◆ Short task
Rewrite the rows as a two-column CSV with the columns instruction and points, starting with the line containing "Expected: one point per instance of the leaning" and going on through the end of the rows. Each line beginning "Expected:" and the points beneath it make one CSV line, with each field quoted and line breaks turned into spaces.

[Records from a collection]
********************

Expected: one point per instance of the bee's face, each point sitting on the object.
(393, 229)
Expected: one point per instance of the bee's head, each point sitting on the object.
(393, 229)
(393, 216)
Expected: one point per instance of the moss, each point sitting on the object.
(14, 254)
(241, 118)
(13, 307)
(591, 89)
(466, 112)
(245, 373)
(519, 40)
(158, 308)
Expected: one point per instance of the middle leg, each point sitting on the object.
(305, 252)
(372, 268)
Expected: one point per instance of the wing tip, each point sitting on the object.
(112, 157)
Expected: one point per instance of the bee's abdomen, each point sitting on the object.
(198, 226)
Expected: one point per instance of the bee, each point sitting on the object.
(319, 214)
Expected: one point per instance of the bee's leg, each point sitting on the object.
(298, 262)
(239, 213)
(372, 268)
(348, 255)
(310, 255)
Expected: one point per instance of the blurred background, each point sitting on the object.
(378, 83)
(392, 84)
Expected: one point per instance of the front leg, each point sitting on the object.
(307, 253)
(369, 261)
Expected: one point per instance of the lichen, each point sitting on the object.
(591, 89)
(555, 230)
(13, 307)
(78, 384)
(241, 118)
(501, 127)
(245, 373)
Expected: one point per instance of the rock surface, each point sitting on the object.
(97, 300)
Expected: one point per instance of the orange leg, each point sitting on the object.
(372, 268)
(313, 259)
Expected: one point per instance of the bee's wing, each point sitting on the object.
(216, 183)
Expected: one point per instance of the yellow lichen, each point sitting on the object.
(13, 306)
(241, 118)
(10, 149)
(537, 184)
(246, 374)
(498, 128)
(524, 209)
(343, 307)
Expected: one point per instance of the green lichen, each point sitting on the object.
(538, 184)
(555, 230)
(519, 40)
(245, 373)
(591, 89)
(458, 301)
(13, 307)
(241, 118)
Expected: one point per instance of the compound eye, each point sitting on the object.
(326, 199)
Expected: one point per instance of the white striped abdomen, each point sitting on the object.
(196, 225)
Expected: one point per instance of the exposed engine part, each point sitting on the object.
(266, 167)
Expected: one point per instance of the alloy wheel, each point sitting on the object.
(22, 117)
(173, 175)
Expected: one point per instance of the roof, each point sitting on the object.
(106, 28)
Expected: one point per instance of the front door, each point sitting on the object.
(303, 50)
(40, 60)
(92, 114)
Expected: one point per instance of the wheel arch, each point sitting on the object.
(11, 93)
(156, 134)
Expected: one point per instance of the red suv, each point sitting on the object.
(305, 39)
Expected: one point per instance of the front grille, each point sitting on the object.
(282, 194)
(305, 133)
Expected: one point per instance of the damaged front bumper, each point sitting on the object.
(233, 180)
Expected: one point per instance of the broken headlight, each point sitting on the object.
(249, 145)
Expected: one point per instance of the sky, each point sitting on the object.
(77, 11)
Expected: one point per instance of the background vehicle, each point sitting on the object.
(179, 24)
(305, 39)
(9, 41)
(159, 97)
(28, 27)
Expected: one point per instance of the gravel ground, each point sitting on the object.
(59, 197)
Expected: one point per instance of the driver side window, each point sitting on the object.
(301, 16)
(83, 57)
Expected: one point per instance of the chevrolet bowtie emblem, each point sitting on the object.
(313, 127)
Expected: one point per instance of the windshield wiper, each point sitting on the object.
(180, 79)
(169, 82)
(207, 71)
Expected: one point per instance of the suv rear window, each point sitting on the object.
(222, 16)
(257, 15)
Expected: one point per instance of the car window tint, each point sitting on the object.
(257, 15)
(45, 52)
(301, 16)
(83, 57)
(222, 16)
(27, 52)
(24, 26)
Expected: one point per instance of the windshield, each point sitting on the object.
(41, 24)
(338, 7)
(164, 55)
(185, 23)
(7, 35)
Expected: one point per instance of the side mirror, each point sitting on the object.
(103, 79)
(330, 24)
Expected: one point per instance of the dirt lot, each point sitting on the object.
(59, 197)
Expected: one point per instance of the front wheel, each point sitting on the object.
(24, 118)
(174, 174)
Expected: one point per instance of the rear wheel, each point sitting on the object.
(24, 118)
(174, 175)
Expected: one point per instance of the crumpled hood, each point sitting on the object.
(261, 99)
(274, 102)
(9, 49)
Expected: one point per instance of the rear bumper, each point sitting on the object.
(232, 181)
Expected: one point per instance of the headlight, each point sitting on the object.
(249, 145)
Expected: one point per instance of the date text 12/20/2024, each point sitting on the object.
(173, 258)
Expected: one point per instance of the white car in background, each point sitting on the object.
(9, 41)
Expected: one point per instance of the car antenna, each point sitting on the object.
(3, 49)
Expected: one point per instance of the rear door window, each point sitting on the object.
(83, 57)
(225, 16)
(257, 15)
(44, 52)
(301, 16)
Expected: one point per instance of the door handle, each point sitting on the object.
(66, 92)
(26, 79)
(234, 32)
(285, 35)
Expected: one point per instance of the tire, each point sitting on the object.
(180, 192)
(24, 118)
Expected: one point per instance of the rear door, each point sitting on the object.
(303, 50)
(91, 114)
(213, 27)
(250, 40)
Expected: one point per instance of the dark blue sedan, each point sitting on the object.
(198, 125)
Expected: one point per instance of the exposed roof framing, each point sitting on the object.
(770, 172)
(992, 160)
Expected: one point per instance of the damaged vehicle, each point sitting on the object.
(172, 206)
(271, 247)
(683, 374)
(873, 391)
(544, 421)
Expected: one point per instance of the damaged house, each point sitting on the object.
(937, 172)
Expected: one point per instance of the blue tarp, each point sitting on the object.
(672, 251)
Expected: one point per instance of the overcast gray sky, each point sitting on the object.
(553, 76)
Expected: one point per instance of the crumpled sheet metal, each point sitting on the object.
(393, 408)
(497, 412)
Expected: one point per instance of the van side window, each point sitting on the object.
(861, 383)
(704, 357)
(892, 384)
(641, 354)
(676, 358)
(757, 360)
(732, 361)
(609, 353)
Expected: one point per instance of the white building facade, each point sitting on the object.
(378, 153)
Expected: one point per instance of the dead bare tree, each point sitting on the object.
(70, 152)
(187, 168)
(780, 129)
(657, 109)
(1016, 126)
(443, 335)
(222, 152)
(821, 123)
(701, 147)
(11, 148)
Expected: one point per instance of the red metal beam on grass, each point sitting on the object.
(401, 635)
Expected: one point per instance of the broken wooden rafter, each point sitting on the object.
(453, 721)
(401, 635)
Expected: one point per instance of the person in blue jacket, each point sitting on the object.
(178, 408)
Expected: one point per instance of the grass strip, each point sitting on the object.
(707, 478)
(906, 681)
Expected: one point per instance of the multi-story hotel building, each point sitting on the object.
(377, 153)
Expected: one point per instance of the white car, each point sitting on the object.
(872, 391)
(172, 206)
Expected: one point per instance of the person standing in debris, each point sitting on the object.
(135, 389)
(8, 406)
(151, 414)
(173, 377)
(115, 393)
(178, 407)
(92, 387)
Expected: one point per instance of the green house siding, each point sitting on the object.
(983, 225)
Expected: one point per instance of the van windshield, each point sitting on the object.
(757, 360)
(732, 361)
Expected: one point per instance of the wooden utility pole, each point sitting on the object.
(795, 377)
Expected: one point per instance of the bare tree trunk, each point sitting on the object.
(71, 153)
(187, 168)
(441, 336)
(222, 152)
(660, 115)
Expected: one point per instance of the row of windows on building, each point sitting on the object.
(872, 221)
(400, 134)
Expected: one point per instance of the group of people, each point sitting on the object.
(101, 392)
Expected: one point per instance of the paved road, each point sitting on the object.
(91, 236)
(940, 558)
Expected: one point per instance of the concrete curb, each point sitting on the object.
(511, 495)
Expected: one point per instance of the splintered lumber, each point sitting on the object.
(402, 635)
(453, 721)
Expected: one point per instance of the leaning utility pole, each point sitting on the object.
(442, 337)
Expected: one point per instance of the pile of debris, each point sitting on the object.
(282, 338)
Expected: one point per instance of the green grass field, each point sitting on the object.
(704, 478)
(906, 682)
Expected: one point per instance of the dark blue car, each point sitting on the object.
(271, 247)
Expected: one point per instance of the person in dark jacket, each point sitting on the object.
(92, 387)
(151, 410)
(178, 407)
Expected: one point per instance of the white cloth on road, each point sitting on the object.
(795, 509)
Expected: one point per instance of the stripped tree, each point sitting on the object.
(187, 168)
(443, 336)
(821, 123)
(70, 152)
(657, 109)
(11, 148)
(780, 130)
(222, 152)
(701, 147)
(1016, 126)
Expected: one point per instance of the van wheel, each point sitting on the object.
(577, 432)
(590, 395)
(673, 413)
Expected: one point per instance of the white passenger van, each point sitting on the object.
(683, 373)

********************

◆ Correct response
instruction,points
"Expected: one point per instance of the leaning utility pole, each point sitting on the object.","(442, 337)"
"Expected: one point per instance of the pile of debris, each point sitting on the object.","(282, 338)"
"Expected: one point per instance of the green grass field, each point sitting on the object.","(704, 478) (906, 682)"
"Expected: one point per instance of the dark blue car, each point sitting on the object.","(271, 247)"
"Expected: one point per instance of the person in dark jacket, each point sitting on the object.","(92, 387) (151, 410) (178, 407)"
"Expected: one point per instance of the white cloth on road, each point sitting on the object.","(795, 509)"
"Expected: one point per instance of the stripped tree, each point sitting on the object.","(187, 168) (443, 336) (821, 123) (70, 152) (657, 109) (11, 148) (780, 130) (222, 152) (701, 147) (1016, 126)"
"Expected: one point per instance of the van wheel, each point sitting on the object.","(577, 432) (590, 395) (673, 413)"
"Expected: one point per instance of the white passenger van, each point sitting on the object.","(683, 373)"